Segment Start: Excerpt provided
Personal information
- Nationality: New Zealander
- Born: 5 February 1970 (age 56) Clatterbridge, England

Medal record
Lawn bowls
Representing New Zealand
World Outdoor Championships
| Gold medal – first place | 2004 Leamington Spa | Pairs |
| Gold medal – first place | 2008 Christchurch | Pairs |
| Silver medal – second place | 2008 Christchurch | Team |
| Silver medal – second place | 2012 Adelaide | Pairs |
| Silver medal – second place | 2012 Adelaide | Team |
| Silver medal – second place | 2016 Christchurch | Pairs |
| Bronze medal – third place | 2016 Christchurch | Singles |
| Bronze medal – third place | 2016 Christchurch | Team |
Commonwealth Games
| Gold medal – first place | 2002 Manchester | Pairs |
| Gold medal – first place | 2014 Glasgow | Singles |
| Gold medal – first place | 2018 Gold Coast | Singles |
Asia Pacific Bowls Championships
| Gold medal – first place | 2001 Melbourne | pairs |
| Silver medal – second place | 2001 Melbourne | fours |
| Gold medal – first place | 2003 Brisbane | fours |
| Bronze medal – third place | 2005 Melbourne | singles |
| Gold medal – first place | 2011 Adelaide | pairs |
| Gold medal – first place | 2011 Adelaide | fours |
| Bronze medal – third place | 2015 Christchurch | singles |
| Gold medal – first place | 2019 Gold Coast | singles |
| Bronze medal – third place | 2019 Gold Coast | pairs |

= Jo Edwards =

New Zealand lawn bowler (born 1970)
Segment End: Excerpt provided
Segment Start: Given entries
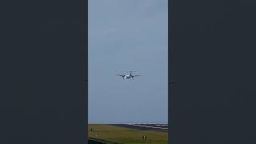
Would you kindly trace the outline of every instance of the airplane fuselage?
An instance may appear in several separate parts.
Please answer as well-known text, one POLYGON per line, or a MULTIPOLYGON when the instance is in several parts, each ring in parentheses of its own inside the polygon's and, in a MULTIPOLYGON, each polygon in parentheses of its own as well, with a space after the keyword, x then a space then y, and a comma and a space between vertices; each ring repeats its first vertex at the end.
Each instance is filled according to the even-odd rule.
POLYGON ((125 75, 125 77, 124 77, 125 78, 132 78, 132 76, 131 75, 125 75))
Segment End: Given entries
**Problem set**.
[a] Using the Jo Edwards profile, list each distinct city named as a venue under the Asia Pacific Bowls Championships.
[b] Continue writing the Jo Edwards profile from the point where it ends.
This data is not needed for anything asked here.

**Answers for each item**.
[a] Melbourne, Brisbane, Adelaide, Christchurch, Gold Coast

[b]
Joanna Edwards (born 5 February 1970) is a New Zealand former international lawn bowls competitor. She has won two world titles and three Commonwealth Games gold medals.

== Bowls career ==
=== Outdoors ===
At the 2002 Commonwealth Games she won a gold medal along with Sharon Sims in the women's pairs event. She has twice won the gold medal at the World Outdoor Bowls Championships in the pairs events: in 2004 with Sharon Sims; and in 2008 with Val Smith.

In 2014 she won a second Commonwealth Games gold medal after winning the women's singles in Glasgow.

In 2016, she won a bronze medal at the 2016 World Outdoor Bowls Championship in Christchurch in the singles and a silver medal with Angela Boyd in the pairs.

She was selected as part of the New Zealand team for the 2018 Commonwealth Games on the Gold Coast in Queensland, where she claimed a gold medal in the Singles.

In 2020 she was selected for the 2020 World Outdoor Bowls Championship in Australia.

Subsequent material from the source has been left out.